## What is required
Pick up the gospel reflection on Mark 6:1-6 after its last sentence and write the next part.

## Given passage
--*--

Gospel Reflection Mark 6: 1-6

Reflection on the Gospel – 14th Sunday in Ordinary Time Year B

(Mark 6:1-6)

-Veronica Lawson RSM

Most of us have known the experience of feeling powerless in the face of rejection, especially when it is rejection from those who are closest to us, from those who might normally be expected to understand and affirm us. Mark presents such rejection as the experience of Jesus. Earlier in the gospel (3:20-21), we find that Jesus is misunderstood by his family who consider him to be out of his mind. Members of his family try to take responsibility for him, to take hold of him and to save him from himself. When they come to take him away, he leaves them outside and continues to teach those gathered around him about a new sort of kinship, kinship that is based on doing God’s will.

In today’s gospel reading (6:1-6), we find that the neighbours and friends of Jesus’ family have trouble coping with him. They admit that his teaching demonstrates considerable wisdom. They also acknowledge his extraordinary power as a healer. From their perspective, however, something does not add up. After all, he is basically just one of them, “the craftsman”.

Jesus’ hometown people do not simply puzzle over his extraordinary powers. They are actually “scandalised” by him. He experiences their response as rejection and tells them how he feels. In so doing, he identifies himself with the rejected prophets of old. The townspeople’s lack of faith renders Jesus, the prophet in their midst, powerless: he is simply unable to perform any mighty deeds among them. There is a hint in the text, however, that some few do have faith: “he cured a few sick people.” He cures these people “by laying his hands on them”. We have seen, in the request of the man with leprosy (1:41) and the action of the crowds (3:10,) the people’s well-founded faith in the healing power of touch, of bodily encounter. Touch is once more the agent of healing.

--*--

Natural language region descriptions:
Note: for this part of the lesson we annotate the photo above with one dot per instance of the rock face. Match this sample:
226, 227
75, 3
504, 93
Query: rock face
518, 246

--*--

## Result for this exercise
At times, we may be like Jesus, bringing the wisdom and power of God to our families or local communities, only to meet with rejection. Sometimes, we may be like the few who come in faith and experience a healing touch. At other times, we may replicate the behaviour of the opponents of Jesus and discount the achievements of those who excel or whose message challenges us or our lifestyle. To refuse to listen to a prophetic message because the messenger fails to meet our preconceived ideas about prophets may have something to do with a lack of faith. It may actually stymie the power of God. Finally, the emphasis on healing in this reading invites us to pause and consider what is happening in our world, presently beset by pandemic. It invites us to affirm the intrinsic value of all, human and other-than-human, so often denigrated and devalued by attitudes that dichotomise the material and the spiritual with dire consequences for the Earth community.